> TASK REQUIREMENTS
- 1) Answer from the page on Cymopterus davisii:
(a) What family is the plant placed in?
(b) What conservation status is listed?
(c) What common name does the species go by?
- 2) In the Cymopterus davisii page, turn the paragraph beginning "Cymopterus davisii is a species of flowering plant" into a short bulleted list that keeps its main facts.
- 3) Carry on the article about Davis's springparsley, starting after its final sentence.

> SOURCE DOCUMENT
************

Scientific classification
- Kingdom: Plantae
- Clade: Tracheophytes
- Clade: Angiosperms
- Clade: Eudicots
- Clade: Asterids
- Order: Apiales
- Family: Apiaceae
- Genus: Cymopterus
- Species: C. davisii
- Binomial name: Cymopterus davisii R.L.Hartman

= Cymopterus davisii =

- Authority: R.L.Hartman
- Conservation status: G3

Species of flowering plant

Cymopterus davisii is a species of flowering plant in the carrot family known by the common name Davis's springparsley. This small, flat, taprooted perennial is endemic to Idaho in the United States, where it occurs in the Albion Mountains. The plant is found in the Albion Division of the Minidoka Ranger District of Sawtooth National Forest. It reaches approximately 7 in in height with a short stem that is sheathed by fibrous leaf bases. Numerous leaves form a whorl around yellow-flowered umbels.

************

> EXERCISE DATA
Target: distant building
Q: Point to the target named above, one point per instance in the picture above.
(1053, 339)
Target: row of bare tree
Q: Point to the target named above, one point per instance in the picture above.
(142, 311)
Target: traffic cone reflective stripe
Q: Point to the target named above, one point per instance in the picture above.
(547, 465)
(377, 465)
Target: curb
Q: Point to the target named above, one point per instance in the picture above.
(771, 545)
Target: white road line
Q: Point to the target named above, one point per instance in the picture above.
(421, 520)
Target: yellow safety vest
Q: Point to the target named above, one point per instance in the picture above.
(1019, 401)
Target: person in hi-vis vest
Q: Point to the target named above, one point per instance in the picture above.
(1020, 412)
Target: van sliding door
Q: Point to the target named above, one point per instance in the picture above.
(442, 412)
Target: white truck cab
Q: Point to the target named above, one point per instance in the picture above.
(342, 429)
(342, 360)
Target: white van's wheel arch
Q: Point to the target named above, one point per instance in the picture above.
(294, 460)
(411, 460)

************

> RESULTS IN ORDER
- 1)
(a) Apiaceae, the carrot family
(b) G3
(c) Davis's springparsley

- 2)
- Flowering plant in the carrot family; common name Davis's springparsley
- Small, flat, taprooted perennial
- Endemic to Idaho, in the Albion Mountains
- Grows in the Albion Division of the Minidoka Ranger District, Sawtooth National Forest
- About 7 in tall, with a short stem sheathed by fibrous leaf bases
- Many leaves form a whorl around yellow-flowered umbels

- 3)
Davis's springparsley was first collected by Ray J. Davis in 1939, who was a botany professor at Idaho State University. However, it was not identified as a new species until 1985 by Ron Hartman, who named it after Davis.

There are three known populations of the plant. The two most extensive are on Mount Independence (a single population with Cache Peak) and Mount Harrison, and there is a smaller population to the south on Graham Peak. It occurs in alpine communities that include another Albion Mountains endemic, Christ's Indian paintbrush.